---------- RECORD EXTRACTS

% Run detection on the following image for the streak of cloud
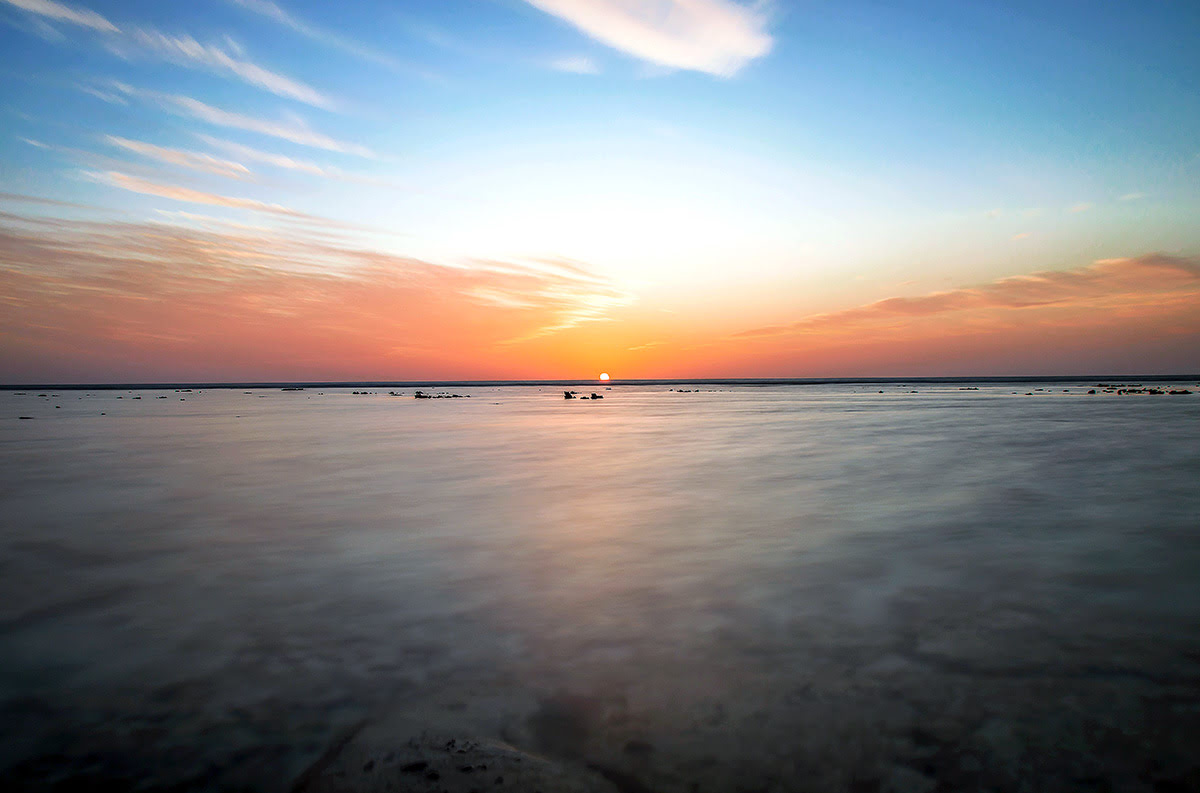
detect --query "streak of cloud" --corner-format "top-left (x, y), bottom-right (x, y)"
top-left (527, 0), bottom-right (773, 77)
top-left (0, 0), bottom-right (118, 34)
top-left (733, 253), bottom-right (1200, 338)
top-left (160, 95), bottom-right (374, 158)
top-left (229, 0), bottom-right (408, 72)
top-left (115, 28), bottom-right (334, 110)
top-left (86, 170), bottom-right (316, 220)
top-left (550, 55), bottom-right (600, 74)
top-left (0, 0), bottom-right (332, 109)
top-left (104, 136), bottom-right (251, 179)
top-left (0, 207), bottom-right (638, 379)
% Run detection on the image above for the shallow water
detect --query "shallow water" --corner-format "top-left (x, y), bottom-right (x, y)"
top-left (0, 383), bottom-right (1200, 791)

--------------------

**WORK REQUIRED**. Please quote the lines of the records above, from the start through the line containing "top-left (0, 207), bottom-right (638, 379)", both included, and leave the pictures out of your answer.

**SOLUTION**.
% Run detection on the following image for the streak of cloud
detect --query "streak of cloud" --corner-format "top-left (x, y), bottom-right (x, y)"
top-left (527, 0), bottom-right (773, 77)
top-left (0, 0), bottom-right (118, 34)
top-left (733, 253), bottom-right (1200, 338)
top-left (160, 95), bottom-right (374, 158)
top-left (229, 0), bottom-right (408, 72)
top-left (115, 28), bottom-right (334, 110)
top-left (86, 170), bottom-right (316, 220)
top-left (550, 55), bottom-right (600, 74)
top-left (0, 0), bottom-right (332, 109)
top-left (104, 136), bottom-right (251, 179)
top-left (0, 207), bottom-right (638, 379)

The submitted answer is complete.